PASSAGE TO READ —
☆ ☆ ☆ ☆ ☆

Re: [PATCH v5] nvme: reject passthrough of driver-managed Set Features

From: Christoph Hellwig

Date: Wed May 27 2026 - 10:22:03 EST


On Sat, May 23, 2026 at 06:56:29PM -0400, Chao Shi wrote:
> Since commit b58da2d270db ("nvme: update keep alive interval when kato
> is modified"), userspace can start keep-alive on any transport via a
> Set Features (KATO) passthrough command. nvme_keep_alive_work() then
> allocates with BLK_MQ_REQ_RESERVED, but nvme_alloc_admin_tag_set()
> only reserves admin tags for fabrics, so the allocation trips
> WARN_ON_ONCE() in blk_mq_get_tag() and fails:
>
> nvme nvme0: keep-alive failed: -11
>
> More generally, several Set Features change controller state that the
> driver manages itself and cannot react to correctly when set behind
> its back from userspace. Reject these in nvme_cmd_allowed():
>
> - KATO on non-fabrics (keep-alive is only armed for fabrics; on PCIe
> it has no reserved tag and an active keep-alive harms idle power
> states)
> - Host Behavior Support, Host Memory Buffer, Number of Queues, and
> Autonomous Power State Transition (all driver-managed)
>
> Keep Alive on fabrics is unchanged. I/O commands are unaffected as the
> check is confined to the admin path (ns == NULL).
>
> Link: https://lore.kernel.org/linux-nvme/20260522162639.395802-1-coshi036@xxxxxxxxx/
>
> Fixes: b58da2d270db ("nvme: update keep alive interval when kato is modified")
>
> Found by FuzzNvme(Syzkaller with FEMU fuzzing framework).
>
> Acked-by: Sungwoo Kim <iam@xxxxxxxxxxxx>
> Acked-by: Dave Tian <daveti@xxxxxxxxxx>
> Acked-by: Weidong Zhu <weizhu@xxxxxxx>
> Signed-off-by: Chao Shi <coshi036@xxxxxxxxx>
> ---
>
> Reproducer for the keep-alive case (run as root on a PCIe NVMe device):
>
> #include <fcntl.h>
> #include <stdio.h>
> #include <string.h>
> #include <sys/ioctl.h>
> #include <linux/nvme_ioctl.h>
>
> int main(void)
> {
> struct nvme_admin_cmd cmd = {0};
> int fd = open("/dev/nvme0", O_RDWR);
> if (fd < 0) { perror("open"); return 1; }
> cmd.opcode = 0x09; /* SET_FEATURES */
> cmd.cdw10 = 0x0f; /* Feature ID: KATO */
> cmd.cdw11 = 5; /* KATO = 5 seconds */
> if (ioctl(fd, NVME_IOCTL_ADMIN_CMD, &cmd) < 0) {
> perror("ioctl");
> return 1;
> }
> return 0;
> }
>
> On an unpatched kernel, within ~kato/2 seconds after the program exits,
> dmesg shows:
>
> nvme nvme0: keep alive interval updated from 0 ms to 5000 ms
> WARNING: CPU: 0 PID: ... at block/blk-mq-tag.c:148 blk_mq_get_tag+...
> nvme nvme0: keep-alive failed: -11
>
> With this patch the ioctl fails with EACCES on non-fabrics.

☆ ☆ ☆ ☆ ☆

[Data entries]
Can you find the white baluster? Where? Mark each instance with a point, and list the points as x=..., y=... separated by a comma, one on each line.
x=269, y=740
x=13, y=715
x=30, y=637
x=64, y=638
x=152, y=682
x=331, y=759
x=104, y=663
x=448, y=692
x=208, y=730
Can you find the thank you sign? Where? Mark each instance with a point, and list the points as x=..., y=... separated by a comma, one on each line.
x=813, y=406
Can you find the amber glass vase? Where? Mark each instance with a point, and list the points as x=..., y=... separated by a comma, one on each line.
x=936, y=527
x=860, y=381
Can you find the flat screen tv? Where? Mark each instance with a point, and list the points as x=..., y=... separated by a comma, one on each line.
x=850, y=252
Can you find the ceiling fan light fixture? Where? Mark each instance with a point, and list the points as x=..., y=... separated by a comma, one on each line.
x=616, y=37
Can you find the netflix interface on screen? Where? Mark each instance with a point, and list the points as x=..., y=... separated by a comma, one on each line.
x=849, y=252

☆ ☆ ☆ ☆ ☆

TASKS TO PERFORM —
1. According to the NVMe patch email, what error does the ioctl return on non-fabrics once the patch is applied?
2. Copy out the data entries rows word for word, starting with the first row and ending with the line that contains "x=208, y=730", including both ends.

SOLVED TASKS —
1. EACCES

2.
Can you find the white baluster? Where? Mark each instance with a point, and list the points as x=..., y=... separated by a comma, one on each line.
x=269, y=740
x=13, y=715
x=30, y=637
x=64, y=638
x=152, y=682
x=331, y=759
x=104, y=663
x=448, y=692
x=208, y=730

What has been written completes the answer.